EXERCISE DESCRIPTION:
Identify every line in the rows below that contains the string "reflection", and copy each such line. Matching is case-sensitive.

[Excerpt from a dataset]
____________________

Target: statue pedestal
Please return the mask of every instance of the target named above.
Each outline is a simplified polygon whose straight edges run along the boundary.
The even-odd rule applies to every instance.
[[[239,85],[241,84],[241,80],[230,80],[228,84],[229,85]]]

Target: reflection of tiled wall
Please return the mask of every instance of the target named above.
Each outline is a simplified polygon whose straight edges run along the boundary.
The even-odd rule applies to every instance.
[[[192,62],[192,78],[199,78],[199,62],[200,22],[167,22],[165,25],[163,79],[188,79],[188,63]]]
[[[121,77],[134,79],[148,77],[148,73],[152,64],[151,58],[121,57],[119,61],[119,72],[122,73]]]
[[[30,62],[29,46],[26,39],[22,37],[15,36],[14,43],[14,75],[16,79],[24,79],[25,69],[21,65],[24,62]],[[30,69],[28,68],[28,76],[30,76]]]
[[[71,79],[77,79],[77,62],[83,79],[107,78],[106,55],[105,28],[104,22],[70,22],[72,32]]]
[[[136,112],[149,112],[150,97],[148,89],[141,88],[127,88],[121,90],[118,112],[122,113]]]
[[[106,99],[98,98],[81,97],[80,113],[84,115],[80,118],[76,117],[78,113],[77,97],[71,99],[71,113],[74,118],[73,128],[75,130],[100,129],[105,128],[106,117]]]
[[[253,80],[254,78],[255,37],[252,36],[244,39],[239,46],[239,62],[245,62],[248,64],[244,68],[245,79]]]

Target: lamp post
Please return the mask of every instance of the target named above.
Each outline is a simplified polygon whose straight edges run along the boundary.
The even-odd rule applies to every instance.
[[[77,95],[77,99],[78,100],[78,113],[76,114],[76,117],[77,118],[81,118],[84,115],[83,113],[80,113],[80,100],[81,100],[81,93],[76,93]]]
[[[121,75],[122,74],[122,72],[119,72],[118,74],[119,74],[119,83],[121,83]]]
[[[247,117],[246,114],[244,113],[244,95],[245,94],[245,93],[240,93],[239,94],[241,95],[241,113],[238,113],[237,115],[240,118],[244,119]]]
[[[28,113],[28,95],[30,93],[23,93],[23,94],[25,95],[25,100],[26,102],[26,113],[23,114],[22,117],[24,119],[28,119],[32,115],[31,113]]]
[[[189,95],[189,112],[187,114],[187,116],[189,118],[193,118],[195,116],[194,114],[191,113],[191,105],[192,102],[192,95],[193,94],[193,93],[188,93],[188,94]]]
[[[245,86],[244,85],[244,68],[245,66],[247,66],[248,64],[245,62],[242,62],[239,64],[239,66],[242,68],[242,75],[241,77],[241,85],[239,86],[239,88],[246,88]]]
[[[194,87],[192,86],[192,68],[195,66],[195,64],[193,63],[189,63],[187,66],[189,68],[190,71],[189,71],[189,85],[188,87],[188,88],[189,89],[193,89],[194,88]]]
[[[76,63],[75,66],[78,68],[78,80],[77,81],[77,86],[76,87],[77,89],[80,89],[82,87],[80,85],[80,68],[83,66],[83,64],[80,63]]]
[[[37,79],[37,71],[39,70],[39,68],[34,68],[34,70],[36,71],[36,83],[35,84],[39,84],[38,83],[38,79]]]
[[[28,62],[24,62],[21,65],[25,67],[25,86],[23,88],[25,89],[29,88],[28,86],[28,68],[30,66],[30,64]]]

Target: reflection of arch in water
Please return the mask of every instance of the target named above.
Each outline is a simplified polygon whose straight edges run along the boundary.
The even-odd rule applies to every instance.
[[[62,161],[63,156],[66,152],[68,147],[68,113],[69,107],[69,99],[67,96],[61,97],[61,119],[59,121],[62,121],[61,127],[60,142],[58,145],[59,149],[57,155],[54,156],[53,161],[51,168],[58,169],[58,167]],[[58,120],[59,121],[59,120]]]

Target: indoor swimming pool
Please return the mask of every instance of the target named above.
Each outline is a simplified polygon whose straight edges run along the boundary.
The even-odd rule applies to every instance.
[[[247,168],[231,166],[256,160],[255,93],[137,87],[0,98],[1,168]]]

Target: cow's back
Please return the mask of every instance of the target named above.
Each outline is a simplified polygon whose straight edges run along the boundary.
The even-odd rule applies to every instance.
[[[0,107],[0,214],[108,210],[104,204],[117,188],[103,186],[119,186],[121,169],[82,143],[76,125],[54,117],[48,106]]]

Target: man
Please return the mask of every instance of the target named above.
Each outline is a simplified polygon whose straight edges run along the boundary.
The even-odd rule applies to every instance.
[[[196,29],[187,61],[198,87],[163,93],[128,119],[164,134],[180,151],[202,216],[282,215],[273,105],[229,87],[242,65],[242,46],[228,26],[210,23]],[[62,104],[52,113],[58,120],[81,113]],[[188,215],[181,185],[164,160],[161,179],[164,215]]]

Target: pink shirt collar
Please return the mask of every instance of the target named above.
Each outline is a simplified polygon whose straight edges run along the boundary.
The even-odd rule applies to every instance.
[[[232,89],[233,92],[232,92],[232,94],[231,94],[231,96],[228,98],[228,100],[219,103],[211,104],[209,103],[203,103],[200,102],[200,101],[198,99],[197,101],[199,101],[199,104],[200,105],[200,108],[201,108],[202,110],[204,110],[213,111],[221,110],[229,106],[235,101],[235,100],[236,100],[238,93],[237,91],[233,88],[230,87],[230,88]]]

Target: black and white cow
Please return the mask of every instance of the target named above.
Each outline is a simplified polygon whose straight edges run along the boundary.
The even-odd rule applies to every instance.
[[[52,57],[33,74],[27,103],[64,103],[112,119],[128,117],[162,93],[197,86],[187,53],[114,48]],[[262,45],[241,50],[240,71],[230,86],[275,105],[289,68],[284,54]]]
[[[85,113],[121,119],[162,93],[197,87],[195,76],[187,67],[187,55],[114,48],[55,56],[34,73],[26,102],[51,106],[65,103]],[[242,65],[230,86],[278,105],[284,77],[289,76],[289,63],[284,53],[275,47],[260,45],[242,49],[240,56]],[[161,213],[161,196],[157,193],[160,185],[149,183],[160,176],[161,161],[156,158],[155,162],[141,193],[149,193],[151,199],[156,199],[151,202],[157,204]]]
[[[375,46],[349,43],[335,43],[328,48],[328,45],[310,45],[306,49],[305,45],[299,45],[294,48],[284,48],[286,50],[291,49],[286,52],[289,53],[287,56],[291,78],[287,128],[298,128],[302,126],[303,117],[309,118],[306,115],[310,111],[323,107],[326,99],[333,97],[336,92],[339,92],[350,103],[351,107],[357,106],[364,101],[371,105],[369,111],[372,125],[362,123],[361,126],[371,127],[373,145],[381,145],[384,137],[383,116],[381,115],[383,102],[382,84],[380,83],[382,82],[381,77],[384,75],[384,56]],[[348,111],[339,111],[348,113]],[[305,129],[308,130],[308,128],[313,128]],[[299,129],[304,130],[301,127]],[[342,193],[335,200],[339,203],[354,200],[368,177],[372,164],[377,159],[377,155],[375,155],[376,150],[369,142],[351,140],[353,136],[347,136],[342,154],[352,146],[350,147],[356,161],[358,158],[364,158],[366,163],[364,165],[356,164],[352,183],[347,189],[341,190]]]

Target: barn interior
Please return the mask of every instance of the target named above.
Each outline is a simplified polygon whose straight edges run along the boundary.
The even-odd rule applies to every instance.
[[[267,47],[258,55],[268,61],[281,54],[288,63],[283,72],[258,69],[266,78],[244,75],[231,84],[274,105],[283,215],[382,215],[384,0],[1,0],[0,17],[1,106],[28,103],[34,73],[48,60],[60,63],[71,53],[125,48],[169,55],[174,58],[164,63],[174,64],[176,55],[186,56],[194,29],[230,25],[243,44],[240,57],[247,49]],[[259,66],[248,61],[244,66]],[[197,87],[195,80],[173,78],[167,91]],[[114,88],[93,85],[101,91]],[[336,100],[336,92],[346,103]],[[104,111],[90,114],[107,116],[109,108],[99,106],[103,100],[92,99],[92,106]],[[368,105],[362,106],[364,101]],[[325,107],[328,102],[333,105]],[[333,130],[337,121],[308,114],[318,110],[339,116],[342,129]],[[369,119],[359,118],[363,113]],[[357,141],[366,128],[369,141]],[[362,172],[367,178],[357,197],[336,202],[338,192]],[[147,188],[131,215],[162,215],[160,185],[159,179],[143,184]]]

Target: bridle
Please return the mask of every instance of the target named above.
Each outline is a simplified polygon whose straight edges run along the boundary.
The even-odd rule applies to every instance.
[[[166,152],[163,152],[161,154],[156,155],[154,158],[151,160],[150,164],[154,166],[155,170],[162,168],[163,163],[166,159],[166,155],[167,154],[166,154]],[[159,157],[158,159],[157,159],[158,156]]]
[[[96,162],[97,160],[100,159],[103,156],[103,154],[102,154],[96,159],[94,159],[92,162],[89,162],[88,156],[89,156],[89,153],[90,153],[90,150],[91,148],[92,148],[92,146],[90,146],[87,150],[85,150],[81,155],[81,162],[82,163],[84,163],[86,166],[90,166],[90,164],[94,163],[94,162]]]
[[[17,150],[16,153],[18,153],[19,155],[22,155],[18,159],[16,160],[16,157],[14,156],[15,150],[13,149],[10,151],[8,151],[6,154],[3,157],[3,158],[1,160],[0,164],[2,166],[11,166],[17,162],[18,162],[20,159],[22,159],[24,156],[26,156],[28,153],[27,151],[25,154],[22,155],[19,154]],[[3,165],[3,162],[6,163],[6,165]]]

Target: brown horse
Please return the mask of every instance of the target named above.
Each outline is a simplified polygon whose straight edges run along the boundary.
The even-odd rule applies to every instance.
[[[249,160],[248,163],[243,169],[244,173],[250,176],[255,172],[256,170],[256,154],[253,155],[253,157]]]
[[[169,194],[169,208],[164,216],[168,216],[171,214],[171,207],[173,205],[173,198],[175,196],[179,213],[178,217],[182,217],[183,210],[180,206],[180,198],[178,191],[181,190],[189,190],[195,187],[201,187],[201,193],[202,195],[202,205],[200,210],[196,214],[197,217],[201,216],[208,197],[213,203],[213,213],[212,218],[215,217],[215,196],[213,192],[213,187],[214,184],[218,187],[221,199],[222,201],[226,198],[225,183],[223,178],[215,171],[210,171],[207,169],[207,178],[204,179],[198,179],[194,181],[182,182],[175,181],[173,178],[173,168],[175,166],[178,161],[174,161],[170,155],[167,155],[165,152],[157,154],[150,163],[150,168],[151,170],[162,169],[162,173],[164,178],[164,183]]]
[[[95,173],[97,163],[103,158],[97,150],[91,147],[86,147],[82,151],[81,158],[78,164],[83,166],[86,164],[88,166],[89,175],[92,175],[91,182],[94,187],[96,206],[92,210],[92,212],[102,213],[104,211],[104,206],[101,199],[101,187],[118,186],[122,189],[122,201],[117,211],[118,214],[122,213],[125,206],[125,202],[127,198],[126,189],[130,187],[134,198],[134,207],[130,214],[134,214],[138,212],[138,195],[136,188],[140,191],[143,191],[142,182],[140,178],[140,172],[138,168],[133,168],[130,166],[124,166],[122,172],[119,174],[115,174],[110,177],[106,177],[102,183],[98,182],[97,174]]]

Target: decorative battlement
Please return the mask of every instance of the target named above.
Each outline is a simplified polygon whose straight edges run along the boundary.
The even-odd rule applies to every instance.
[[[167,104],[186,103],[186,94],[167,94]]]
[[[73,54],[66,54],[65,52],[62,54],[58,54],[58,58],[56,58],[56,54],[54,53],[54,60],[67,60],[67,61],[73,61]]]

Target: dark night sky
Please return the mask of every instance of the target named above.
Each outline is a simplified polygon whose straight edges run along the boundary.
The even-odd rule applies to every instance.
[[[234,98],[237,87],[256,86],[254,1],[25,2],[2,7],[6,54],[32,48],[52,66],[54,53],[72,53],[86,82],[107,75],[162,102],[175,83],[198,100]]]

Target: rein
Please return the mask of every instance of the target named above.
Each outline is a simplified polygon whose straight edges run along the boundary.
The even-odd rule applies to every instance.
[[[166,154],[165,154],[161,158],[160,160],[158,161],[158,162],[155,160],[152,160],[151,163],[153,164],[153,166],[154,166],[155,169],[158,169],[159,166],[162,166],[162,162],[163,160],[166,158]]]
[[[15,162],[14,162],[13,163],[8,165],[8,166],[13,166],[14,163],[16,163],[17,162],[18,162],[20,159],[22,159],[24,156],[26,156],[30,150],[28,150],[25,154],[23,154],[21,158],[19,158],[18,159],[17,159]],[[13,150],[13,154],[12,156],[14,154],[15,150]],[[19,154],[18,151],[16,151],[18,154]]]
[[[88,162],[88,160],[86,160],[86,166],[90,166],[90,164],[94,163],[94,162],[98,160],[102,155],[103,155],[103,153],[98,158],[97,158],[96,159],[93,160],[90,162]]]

____________________

TASK SOLUTION:
Target: reflection of tiled wall
Target: reflection of arch in water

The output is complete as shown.